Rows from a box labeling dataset
----------
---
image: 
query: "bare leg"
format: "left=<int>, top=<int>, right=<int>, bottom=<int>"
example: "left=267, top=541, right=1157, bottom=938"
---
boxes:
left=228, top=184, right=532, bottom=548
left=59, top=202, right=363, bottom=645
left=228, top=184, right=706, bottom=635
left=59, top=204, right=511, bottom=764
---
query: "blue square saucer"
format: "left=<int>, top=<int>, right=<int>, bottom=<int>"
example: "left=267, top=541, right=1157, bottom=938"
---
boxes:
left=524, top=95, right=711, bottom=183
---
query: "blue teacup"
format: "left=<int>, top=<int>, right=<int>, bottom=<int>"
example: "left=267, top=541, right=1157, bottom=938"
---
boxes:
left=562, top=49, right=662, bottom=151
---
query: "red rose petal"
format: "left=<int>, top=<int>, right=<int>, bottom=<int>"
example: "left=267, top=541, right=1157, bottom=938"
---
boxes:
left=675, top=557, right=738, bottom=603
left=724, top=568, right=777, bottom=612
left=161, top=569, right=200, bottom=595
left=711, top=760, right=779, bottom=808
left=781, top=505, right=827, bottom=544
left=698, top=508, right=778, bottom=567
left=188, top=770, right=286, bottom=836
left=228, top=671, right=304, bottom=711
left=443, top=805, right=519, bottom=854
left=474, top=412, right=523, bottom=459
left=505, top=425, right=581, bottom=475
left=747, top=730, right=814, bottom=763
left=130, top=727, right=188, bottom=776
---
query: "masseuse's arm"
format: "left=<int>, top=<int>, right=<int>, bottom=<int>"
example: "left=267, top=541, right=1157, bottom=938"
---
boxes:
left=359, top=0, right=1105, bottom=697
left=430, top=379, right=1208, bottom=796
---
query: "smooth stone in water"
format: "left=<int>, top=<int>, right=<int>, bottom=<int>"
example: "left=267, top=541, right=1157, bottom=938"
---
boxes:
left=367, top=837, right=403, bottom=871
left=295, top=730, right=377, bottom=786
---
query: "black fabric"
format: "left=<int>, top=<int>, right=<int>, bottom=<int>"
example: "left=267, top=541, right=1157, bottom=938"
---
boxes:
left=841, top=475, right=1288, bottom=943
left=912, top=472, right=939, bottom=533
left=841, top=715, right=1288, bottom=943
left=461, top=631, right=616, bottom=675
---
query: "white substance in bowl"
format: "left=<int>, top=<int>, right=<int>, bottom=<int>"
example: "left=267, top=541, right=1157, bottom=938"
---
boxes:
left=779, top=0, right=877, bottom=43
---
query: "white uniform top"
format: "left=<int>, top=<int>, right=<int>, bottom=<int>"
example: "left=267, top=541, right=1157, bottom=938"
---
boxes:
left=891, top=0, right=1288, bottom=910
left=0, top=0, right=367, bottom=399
----------
Do this. Write out all of the rows above again, swapping every "query" for "prompt" and keeping everything else the same.

Solution to the problem.
---
image: 
prompt: "bare leg"
format: "left=<int>, top=<int>, right=<int>, bottom=<int>"
example: "left=267, top=541, right=1157, bottom=938"
---
boxes:
left=228, top=184, right=532, bottom=548
left=59, top=202, right=363, bottom=645
left=228, top=184, right=706, bottom=635
left=59, top=204, right=511, bottom=764
---
prompt: "blue square saucer"
format: "left=<int>, top=<int>, right=<int>, bottom=<int>"
example: "left=267, top=541, right=1157, bottom=938"
---
boxes:
left=524, top=95, right=711, bottom=183
---
prompt: "blue teacup"
format: "left=<int>, top=<int>, right=<int>, bottom=<int>"
example: "left=267, top=541, right=1157, bottom=938"
---
boxes:
left=562, top=49, right=662, bottom=151
---
prompt: "red rose petal"
format: "left=<int>, top=<int>, right=<int>, bottom=<int>"
example: "left=267, top=541, right=1157, bottom=938"
---
boxes:
left=675, top=557, right=738, bottom=603
left=724, top=568, right=777, bottom=612
left=161, top=569, right=200, bottom=595
left=711, top=760, right=779, bottom=808
left=781, top=505, right=827, bottom=544
left=698, top=508, right=778, bottom=567
left=188, top=770, right=286, bottom=836
left=228, top=671, right=304, bottom=711
left=443, top=805, right=519, bottom=854
left=474, top=412, right=523, bottom=459
left=505, top=425, right=581, bottom=475
left=747, top=730, right=814, bottom=763
left=130, top=727, right=188, bottom=776
---
prompt: "masseuse's arm"
format: "left=<int>, top=<int>, right=<int>, bottom=<int>"
example: "left=267, top=541, right=1157, bottom=938"
---
boxes:
left=359, top=0, right=1105, bottom=697
left=430, top=379, right=1208, bottom=796
---
prompt: "smooth stone in water"
format: "left=<int>, top=<int>, right=<int>, bottom=<int>"
example: "left=267, top=541, right=1157, bottom=938"
---
boxes:
left=367, top=837, right=403, bottom=871
left=295, top=730, right=377, bottom=786
---
prompt: "black fabric"
format: "left=<int>, top=<int>, right=<int>, bottom=<int>"
example: "left=267, top=541, right=1157, bottom=938"
---
boxes:
left=841, top=475, right=1288, bottom=943
left=912, top=472, right=939, bottom=533
left=841, top=715, right=1288, bottom=943
left=461, top=631, right=616, bottom=675
---
prompt: "white substance in bowl"
format: "left=<int>, top=<int>, right=<int>, bottom=<int>"
example: "left=267, top=541, right=1157, bottom=938"
---
boxes:
left=779, top=0, right=877, bottom=43
---
prompt: "white uniform top"
format: "left=<int>, top=<int>, right=<int>, bottom=<int>"
example: "left=267, top=541, right=1157, bottom=938"
---
boxes:
left=891, top=0, right=1288, bottom=910
left=0, top=0, right=367, bottom=399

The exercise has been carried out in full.